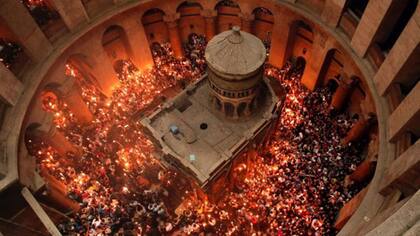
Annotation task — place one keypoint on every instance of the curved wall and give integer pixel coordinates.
(314, 30)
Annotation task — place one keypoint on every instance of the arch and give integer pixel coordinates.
(241, 109)
(263, 25)
(123, 66)
(332, 84)
(116, 44)
(300, 64)
(154, 26)
(47, 17)
(332, 66)
(301, 36)
(356, 7)
(12, 54)
(227, 15)
(229, 109)
(32, 137)
(94, 7)
(80, 67)
(191, 20)
(390, 32)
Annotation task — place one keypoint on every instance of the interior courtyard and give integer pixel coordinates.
(209, 117)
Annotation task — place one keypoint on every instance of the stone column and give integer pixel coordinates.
(402, 173)
(279, 40)
(406, 116)
(72, 96)
(235, 111)
(332, 11)
(10, 87)
(57, 193)
(40, 212)
(363, 171)
(320, 48)
(247, 111)
(359, 129)
(73, 13)
(140, 55)
(174, 37)
(247, 22)
(401, 64)
(342, 93)
(349, 208)
(23, 26)
(369, 25)
(209, 19)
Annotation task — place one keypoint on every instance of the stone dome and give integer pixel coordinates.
(235, 54)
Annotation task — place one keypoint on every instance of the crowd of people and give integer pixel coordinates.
(295, 186)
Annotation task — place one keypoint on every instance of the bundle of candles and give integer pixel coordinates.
(294, 187)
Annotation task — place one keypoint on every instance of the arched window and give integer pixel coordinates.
(332, 66)
(12, 54)
(300, 41)
(154, 26)
(229, 109)
(47, 18)
(241, 109)
(263, 25)
(227, 15)
(191, 20)
(115, 43)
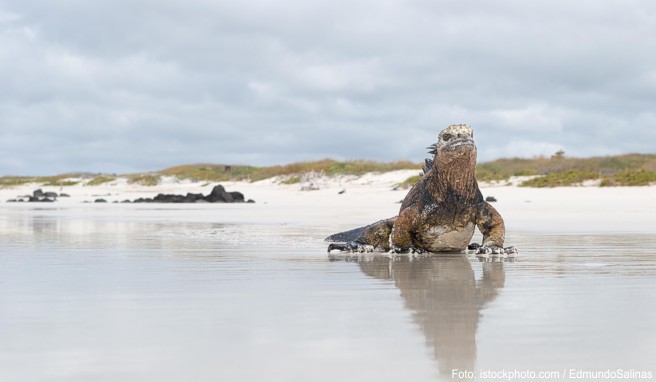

============

▶ DIRECTIONS:
What is needed is a verbatim copy of the lines running from the one with "people and give integer pixel coordinates." through the last line of the listing above, excluding any pictures.

▶ PROBLEM SOLUTION:
Annotation task — place one keypoint on every instance of the crowd of people and give integer pixel coordinates.
(295, 186)
Annotation task — place one keypoint on every instance of the bundle of candles and give integer pixel coordinates.
(294, 187)
Annotation task — place one keypoint on every instance of the arched window and give integer pixel coordinates.
(332, 66)
(12, 54)
(300, 41)
(154, 26)
(229, 109)
(47, 18)
(241, 109)
(263, 25)
(227, 15)
(191, 20)
(115, 43)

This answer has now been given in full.